— Short exercise 1 —
Swap "Identify" for "Locate" in the part of the rows that opens with the line containing "Identify every beard." and closes with the last row, and return only that part, with everything else left unchanged.
═════ Document text ═════
My Ethics professor is one of a kind, and I don't mean a corny poker-line, he is one of a kind. I have never seen a person continually go out of his way to embarrass a student and protract the tenant til the end of class. I am not saying the student was innocent, but such dedication must be duly noted. I remember him speaking on a principle of Aristotle and a student began to talk. After respectfully hearing him through, the professor asked, "I am sorry, but what did that have to do with what I'm saying?" the student replied, "nothing." There is hope for the community college, at least the student understood the sporadicity of his comment. But as time continues I have been given opportunities I would not have had. On several occasions I was the only one, or one of only a few, that stood against popular opinion; Arguing in defense that Sex Requires Commitment, that Morality requires Religion, and that Social Moral Relativity is untenable. In a way, I have seen how it often takes one voice to say, "no," for a whole society to say, "what?" and then give their full attention.

My Introduction to Philosophy Professor gives Philosophy it's mystique. If a fifty year old man can walk into class with pink jeans, equally pink shirt, gray hair that billows about his shoulders with every step and nod, and has reverted to pegging his students with candy for every question ask, one could only question his sanity. Has decades of teaching community college cracked his mind? As I often wonder at this, he flippantly throws practical remarks that only confuses and cracks the minds of his students. Though he is a philosopher of the people showing disgust concerning modern socio-trends, it's entertaining to see how every philosophical concept can be reduced to either sex, drugs, or alcohol - I guess it reflects the common currency of modern society.

Then there is my Introduction to American Government Professor, and she is no exception. I believe it is worth attending her class just to see what she will wear. Today her wardrobe featured high-heeled, open toe boots, blue jeans, a red and white square-print shirt (or skirt. It's one of those "too short to be a skirt and too long to be a shirt"), a black over sweatshirt, and, to top off the menagerie, a brown broad-brimmed hat that featured a feather from one side - and yes she wore it inside class. But somehow when she teaches it's enjoyable. Maybe it's the way she talks, like old friends sitting for a conversation. She enjoys every bit of it as a pass-time and often forgets that there are students listening.

Now the sun is setting and I am still at my computer correcting. Through the blinds I see the last rays of sunshine and see that rain is on its way. Life is exciting and wonderful and unpredictable, it isn't the life I signed up for - But for that I am thankful.

Thursday, January 26, 2012

Men Can't Fly - Freewill and Predestination

"A man has free choice to the extent that he is rational." - St. Aquinas

Men can't fly. For some of you this news comes with a bit of unsavory repetition as from a college professor trying to re-illustrate another thing you “can't” do. For others it comes as a challenge, to stand up to that old-witted, somewhat balding professor and contradict his beliefs that mere words will eternally align your actions to his will. But I believe one idea never darted past your sight, an idea that may have slipped your rationality: “If men can't fly, then men can't do anything else.”

In the eternally polemical discourse on Christian Theology, free-will and predestination has come full tilt again. And it is here, in predestination's artifices to weaken the resolve of the free-will position, that the argument, “since man cannot fly, it only follows that man does not have complete free-will” has been fashioned. And it is here that I believe any systematic approach to test this claim will falter at the presuppositional level.
═════ Provided records ═════
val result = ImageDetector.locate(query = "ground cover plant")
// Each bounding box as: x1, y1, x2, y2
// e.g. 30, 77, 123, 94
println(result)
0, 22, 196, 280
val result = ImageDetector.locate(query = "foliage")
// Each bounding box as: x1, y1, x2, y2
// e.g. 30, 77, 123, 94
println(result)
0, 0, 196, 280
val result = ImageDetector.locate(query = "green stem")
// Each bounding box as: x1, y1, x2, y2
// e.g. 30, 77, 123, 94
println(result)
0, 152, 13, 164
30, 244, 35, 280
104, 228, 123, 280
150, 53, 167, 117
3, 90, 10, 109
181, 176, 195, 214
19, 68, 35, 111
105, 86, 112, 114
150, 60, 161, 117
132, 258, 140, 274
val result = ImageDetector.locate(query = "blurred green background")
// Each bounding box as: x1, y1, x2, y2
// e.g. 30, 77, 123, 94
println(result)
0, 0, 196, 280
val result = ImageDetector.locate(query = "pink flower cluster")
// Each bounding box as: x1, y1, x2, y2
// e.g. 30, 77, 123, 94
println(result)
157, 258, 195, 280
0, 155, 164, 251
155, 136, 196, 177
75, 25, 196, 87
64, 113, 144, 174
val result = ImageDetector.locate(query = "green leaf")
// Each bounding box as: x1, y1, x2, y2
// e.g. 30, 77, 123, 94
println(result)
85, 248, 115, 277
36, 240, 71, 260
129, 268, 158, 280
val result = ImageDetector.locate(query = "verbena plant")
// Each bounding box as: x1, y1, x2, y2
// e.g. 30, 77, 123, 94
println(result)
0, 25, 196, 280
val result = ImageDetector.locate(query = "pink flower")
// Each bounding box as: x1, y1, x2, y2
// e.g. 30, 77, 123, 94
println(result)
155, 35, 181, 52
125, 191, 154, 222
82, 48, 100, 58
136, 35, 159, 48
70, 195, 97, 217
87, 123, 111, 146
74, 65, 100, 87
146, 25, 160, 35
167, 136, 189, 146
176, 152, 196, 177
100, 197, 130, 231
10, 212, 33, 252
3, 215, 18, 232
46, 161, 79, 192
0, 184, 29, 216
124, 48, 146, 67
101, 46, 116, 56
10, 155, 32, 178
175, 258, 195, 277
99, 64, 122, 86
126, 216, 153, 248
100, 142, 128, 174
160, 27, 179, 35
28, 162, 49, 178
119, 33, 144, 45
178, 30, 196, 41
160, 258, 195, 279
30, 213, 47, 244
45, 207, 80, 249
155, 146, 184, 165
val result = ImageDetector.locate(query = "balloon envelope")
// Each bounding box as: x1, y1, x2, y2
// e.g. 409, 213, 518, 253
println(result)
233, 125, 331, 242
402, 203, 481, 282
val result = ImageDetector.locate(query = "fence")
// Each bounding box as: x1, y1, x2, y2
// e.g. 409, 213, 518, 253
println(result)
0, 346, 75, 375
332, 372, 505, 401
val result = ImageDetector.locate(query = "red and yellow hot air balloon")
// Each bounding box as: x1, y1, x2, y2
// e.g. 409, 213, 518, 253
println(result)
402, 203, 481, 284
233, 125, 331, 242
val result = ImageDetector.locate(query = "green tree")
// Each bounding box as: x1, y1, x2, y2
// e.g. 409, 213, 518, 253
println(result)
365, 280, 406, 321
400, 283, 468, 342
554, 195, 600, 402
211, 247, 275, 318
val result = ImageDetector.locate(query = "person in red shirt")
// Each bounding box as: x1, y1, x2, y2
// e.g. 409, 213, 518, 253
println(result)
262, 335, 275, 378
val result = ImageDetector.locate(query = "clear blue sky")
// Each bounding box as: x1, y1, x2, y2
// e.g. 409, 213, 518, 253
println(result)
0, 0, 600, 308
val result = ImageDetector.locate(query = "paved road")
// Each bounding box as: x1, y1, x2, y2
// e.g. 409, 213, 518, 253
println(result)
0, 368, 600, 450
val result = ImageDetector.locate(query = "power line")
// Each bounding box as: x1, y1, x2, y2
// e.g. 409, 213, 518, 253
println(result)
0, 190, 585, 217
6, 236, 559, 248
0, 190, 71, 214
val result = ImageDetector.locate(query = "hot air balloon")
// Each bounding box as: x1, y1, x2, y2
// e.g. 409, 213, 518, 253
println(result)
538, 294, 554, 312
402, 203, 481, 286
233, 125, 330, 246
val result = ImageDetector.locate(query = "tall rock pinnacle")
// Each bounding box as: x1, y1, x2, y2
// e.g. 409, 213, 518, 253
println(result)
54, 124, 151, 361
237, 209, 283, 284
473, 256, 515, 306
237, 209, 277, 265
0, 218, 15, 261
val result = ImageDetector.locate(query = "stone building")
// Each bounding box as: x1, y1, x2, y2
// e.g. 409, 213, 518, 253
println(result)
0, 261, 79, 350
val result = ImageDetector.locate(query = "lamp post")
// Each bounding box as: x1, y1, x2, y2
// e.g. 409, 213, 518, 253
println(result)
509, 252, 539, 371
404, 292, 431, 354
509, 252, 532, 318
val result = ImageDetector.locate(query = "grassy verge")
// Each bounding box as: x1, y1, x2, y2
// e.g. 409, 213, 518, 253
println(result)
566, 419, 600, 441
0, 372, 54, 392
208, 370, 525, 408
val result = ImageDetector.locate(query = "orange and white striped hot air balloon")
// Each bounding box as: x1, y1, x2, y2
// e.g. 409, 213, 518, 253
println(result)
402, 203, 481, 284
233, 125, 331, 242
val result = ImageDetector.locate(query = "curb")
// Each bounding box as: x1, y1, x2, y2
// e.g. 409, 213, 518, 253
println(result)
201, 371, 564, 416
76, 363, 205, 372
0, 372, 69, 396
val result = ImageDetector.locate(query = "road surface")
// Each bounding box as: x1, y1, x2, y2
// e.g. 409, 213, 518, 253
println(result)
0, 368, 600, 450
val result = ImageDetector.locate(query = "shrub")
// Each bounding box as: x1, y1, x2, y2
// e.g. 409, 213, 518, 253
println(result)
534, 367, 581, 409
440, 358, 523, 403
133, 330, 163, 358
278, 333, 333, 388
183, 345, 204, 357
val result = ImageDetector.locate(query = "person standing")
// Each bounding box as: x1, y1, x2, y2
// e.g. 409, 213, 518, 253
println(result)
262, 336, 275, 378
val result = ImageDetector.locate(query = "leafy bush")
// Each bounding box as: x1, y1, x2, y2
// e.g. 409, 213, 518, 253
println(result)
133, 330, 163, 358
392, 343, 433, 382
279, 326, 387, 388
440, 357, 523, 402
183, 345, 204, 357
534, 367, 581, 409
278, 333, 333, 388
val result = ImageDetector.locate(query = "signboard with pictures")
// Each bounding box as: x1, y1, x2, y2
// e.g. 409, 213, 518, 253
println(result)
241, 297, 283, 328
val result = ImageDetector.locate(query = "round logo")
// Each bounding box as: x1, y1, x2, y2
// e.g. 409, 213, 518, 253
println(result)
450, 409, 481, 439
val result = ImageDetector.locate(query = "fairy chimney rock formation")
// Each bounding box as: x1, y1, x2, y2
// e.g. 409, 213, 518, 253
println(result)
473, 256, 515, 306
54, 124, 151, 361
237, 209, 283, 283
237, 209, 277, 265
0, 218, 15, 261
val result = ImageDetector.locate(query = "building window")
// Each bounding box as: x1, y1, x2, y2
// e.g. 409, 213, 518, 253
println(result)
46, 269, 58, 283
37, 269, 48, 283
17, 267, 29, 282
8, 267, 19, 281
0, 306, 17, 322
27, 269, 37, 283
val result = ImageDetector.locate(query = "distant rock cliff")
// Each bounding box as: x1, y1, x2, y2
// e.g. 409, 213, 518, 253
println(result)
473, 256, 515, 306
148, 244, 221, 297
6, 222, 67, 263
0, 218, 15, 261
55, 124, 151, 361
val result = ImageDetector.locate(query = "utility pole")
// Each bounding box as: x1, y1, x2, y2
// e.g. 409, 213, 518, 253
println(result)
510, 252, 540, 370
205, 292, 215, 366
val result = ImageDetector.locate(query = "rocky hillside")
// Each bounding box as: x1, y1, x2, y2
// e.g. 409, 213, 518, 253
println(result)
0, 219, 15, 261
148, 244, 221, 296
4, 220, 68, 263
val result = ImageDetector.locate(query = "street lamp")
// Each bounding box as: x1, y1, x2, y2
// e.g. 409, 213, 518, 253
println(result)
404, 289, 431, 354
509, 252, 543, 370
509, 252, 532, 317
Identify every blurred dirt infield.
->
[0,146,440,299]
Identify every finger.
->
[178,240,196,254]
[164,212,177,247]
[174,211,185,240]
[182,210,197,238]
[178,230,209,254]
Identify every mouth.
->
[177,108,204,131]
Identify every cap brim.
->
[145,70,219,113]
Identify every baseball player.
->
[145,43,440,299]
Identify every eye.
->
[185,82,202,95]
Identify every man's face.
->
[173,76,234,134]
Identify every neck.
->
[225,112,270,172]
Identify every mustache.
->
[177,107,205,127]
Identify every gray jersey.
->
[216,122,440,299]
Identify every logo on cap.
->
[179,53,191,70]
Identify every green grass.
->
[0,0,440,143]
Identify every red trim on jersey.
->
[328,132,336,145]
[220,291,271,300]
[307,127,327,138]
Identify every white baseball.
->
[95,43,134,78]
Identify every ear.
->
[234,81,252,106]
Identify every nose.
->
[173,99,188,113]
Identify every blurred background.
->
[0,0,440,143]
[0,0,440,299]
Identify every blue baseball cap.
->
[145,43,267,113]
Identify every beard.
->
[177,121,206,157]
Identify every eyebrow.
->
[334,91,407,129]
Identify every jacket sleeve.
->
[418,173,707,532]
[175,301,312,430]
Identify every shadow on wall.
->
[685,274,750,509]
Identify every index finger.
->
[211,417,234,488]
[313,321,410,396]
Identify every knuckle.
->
═════
— Short exercise 2 —
Pick up the essay on free will and predestination from its final sentence and keep writing it.

— Answer 1 —
Locate every beard.
->
[177,121,206,157]
Locate every eyebrow.
->
[334,91,407,129]
Locate every jacket sleeve.
->
[418,173,707,532]
[175,301,312,430]
Locate every shadow on wall.
->
[685,274,750,509]
Locate every index finger.
->
[211,417,234,488]
[313,321,410,396]
Locate every knuckle.
->

— Answer 2 —
As with all claims, they are packaged with presuppositions and I believe it is necessary to expand on this point. If I claim, “Bob is at Save-Mart” I am presupposing that “Bob is not at Bel-Air” or, in fact, Bob is at no other place but Save-Mart because man is limited to one place at one time. We could further modify the statement to be more specific, “Bob is at the Save-Mart off of 1234 Main Street and 0987 Central Avenue.” With only one Save-Mart being on the corner of Main St. and Central Ave, we know exactly where Bob is and know exactly where Bob is not (ie. At anywhere else in general or at any other Save-Mart in particular). When predestination claims, “If men can't fly, then it follows that men can't have complete free-will,” we have to do the same - Ask what the claim's presupposes and test if the answer follows.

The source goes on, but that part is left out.